▶ Task: Report how many lines in the listing below contain the string "shirt", treating uppercase and lowercase as different. Give only the number.

▶ Collection entries:
·····
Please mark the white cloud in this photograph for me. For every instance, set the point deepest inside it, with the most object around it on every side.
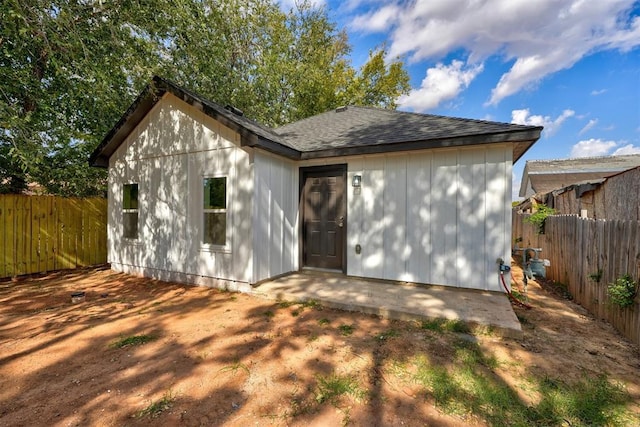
(551, 126)
(441, 83)
(540, 37)
(588, 126)
(597, 147)
(377, 20)
(627, 149)
(287, 5)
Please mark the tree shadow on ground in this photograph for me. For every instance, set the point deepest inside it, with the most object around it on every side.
(215, 357)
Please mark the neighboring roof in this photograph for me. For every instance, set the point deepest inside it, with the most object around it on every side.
(343, 131)
(545, 176)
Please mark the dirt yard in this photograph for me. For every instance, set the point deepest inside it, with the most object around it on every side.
(143, 352)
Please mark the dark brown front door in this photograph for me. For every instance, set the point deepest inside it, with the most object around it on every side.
(324, 217)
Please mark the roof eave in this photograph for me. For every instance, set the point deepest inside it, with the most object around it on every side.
(528, 137)
(149, 97)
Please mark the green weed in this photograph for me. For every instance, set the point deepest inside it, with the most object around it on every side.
(132, 341)
(332, 387)
(346, 330)
(444, 325)
(156, 408)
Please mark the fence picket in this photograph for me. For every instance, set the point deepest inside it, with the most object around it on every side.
(44, 233)
(579, 247)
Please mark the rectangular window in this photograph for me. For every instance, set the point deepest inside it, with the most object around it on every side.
(130, 211)
(215, 211)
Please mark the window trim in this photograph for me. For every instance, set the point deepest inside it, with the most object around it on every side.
(212, 247)
(131, 211)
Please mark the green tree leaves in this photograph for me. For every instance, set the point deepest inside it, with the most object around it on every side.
(69, 68)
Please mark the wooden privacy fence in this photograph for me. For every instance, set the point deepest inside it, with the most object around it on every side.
(586, 255)
(44, 233)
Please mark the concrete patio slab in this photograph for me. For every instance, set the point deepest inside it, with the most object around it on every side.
(396, 300)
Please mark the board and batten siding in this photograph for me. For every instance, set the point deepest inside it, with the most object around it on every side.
(169, 154)
(275, 216)
(438, 217)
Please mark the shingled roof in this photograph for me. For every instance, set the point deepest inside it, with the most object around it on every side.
(544, 176)
(354, 130)
(343, 131)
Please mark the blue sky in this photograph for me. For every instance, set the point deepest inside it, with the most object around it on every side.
(572, 66)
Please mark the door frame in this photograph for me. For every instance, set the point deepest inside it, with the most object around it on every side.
(341, 170)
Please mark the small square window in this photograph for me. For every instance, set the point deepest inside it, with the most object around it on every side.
(130, 196)
(215, 193)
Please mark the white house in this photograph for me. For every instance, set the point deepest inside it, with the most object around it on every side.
(200, 194)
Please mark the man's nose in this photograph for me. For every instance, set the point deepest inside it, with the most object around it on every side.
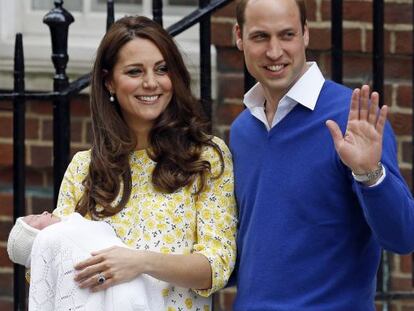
(274, 50)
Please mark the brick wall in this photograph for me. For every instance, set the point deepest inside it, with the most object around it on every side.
(39, 173)
(357, 69)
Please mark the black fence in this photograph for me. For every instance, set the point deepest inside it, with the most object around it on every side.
(59, 20)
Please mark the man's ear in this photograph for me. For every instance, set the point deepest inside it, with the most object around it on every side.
(306, 35)
(238, 35)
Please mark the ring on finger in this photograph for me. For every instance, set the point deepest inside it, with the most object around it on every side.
(101, 278)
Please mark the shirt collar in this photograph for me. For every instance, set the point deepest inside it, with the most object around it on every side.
(305, 91)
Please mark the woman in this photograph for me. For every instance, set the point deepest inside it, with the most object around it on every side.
(162, 183)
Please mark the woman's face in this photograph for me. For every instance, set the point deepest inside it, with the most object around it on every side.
(41, 221)
(141, 83)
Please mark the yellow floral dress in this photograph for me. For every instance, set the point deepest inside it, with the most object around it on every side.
(181, 222)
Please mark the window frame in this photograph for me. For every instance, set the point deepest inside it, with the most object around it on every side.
(84, 36)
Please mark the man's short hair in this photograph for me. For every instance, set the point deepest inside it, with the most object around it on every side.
(241, 8)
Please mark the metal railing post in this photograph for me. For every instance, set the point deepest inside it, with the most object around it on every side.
(58, 20)
(19, 152)
(205, 62)
(157, 11)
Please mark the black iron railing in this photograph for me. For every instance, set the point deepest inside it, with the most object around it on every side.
(58, 19)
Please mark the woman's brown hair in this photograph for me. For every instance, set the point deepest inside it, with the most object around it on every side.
(176, 140)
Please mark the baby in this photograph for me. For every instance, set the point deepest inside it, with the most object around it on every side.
(51, 247)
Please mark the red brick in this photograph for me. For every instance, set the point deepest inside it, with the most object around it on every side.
(6, 204)
(404, 96)
(403, 42)
(401, 123)
(41, 156)
(352, 40)
(406, 173)
(311, 10)
(34, 177)
(40, 107)
(76, 129)
(398, 67)
(6, 154)
(6, 304)
(407, 152)
(320, 39)
(79, 106)
(369, 41)
(352, 11)
(229, 60)
(5, 227)
(226, 113)
(222, 34)
(398, 13)
(399, 283)
(356, 65)
(406, 263)
(227, 11)
(230, 86)
(6, 126)
(387, 95)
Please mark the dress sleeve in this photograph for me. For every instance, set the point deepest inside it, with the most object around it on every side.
(217, 219)
(71, 188)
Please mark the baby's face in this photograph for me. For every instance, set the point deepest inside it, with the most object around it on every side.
(41, 221)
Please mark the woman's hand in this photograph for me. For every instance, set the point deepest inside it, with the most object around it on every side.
(116, 264)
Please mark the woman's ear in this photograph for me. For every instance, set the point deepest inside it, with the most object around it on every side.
(107, 81)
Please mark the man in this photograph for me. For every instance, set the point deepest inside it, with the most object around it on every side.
(315, 206)
(51, 247)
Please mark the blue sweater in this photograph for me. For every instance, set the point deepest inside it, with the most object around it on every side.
(310, 236)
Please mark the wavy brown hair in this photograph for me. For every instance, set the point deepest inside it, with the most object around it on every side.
(176, 140)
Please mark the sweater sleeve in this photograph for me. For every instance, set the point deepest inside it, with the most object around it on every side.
(216, 220)
(42, 288)
(389, 207)
(71, 188)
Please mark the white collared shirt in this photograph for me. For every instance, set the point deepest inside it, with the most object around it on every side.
(305, 92)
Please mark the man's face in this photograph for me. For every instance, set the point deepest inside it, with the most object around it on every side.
(273, 44)
(41, 221)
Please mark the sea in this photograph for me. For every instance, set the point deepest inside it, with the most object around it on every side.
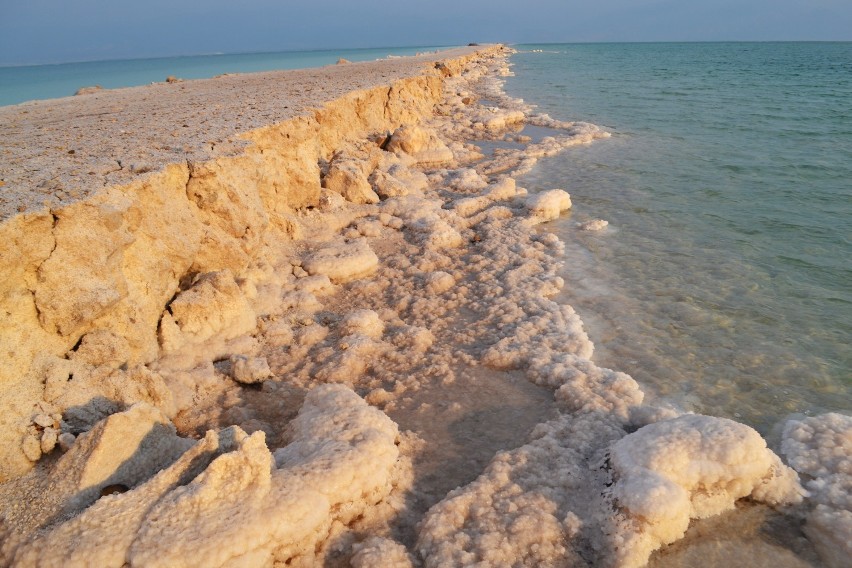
(30, 82)
(723, 282)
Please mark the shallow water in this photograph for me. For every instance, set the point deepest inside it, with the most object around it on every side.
(722, 281)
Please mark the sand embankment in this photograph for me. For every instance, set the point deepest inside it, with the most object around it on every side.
(110, 199)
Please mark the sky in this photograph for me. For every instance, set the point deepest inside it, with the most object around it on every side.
(52, 31)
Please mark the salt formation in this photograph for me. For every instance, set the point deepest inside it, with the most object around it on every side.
(820, 448)
(225, 500)
(421, 269)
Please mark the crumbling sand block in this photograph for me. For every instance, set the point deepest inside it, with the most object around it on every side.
(213, 306)
(421, 144)
(226, 500)
(343, 262)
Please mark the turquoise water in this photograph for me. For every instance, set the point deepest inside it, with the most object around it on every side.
(724, 280)
(24, 83)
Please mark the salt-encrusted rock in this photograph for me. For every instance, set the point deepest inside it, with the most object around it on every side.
(88, 90)
(551, 503)
(547, 205)
(66, 441)
(226, 501)
(347, 178)
(593, 225)
(343, 262)
(385, 185)
(439, 282)
(49, 439)
(102, 347)
(366, 322)
(249, 370)
(378, 551)
(278, 333)
(690, 467)
(421, 144)
(820, 448)
(213, 306)
(414, 180)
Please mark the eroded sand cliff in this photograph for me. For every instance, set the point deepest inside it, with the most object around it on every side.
(326, 336)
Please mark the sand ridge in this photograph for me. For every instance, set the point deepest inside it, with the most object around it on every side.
(55, 152)
(420, 281)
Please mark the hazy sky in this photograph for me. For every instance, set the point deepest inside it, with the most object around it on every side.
(38, 31)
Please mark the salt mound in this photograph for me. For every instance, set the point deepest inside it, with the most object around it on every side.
(343, 262)
(227, 501)
(559, 500)
(690, 467)
(213, 306)
(547, 205)
(820, 448)
(421, 144)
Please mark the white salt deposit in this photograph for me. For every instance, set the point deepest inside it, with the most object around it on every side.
(422, 273)
(820, 448)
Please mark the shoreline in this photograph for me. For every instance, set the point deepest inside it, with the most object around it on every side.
(413, 270)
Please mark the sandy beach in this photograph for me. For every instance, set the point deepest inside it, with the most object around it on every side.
(305, 318)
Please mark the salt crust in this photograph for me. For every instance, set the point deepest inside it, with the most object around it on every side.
(455, 238)
(820, 448)
(226, 500)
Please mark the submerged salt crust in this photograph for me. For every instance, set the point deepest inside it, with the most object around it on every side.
(330, 383)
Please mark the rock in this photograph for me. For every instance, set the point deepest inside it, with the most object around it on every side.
(343, 262)
(88, 90)
(102, 347)
(386, 186)
(49, 438)
(421, 144)
(66, 440)
(213, 306)
(593, 225)
(346, 178)
(547, 206)
(249, 370)
(31, 447)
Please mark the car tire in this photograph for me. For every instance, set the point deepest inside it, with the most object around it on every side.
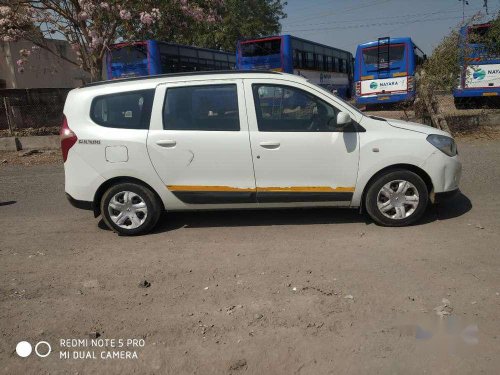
·····
▶ Solution to the problem: 2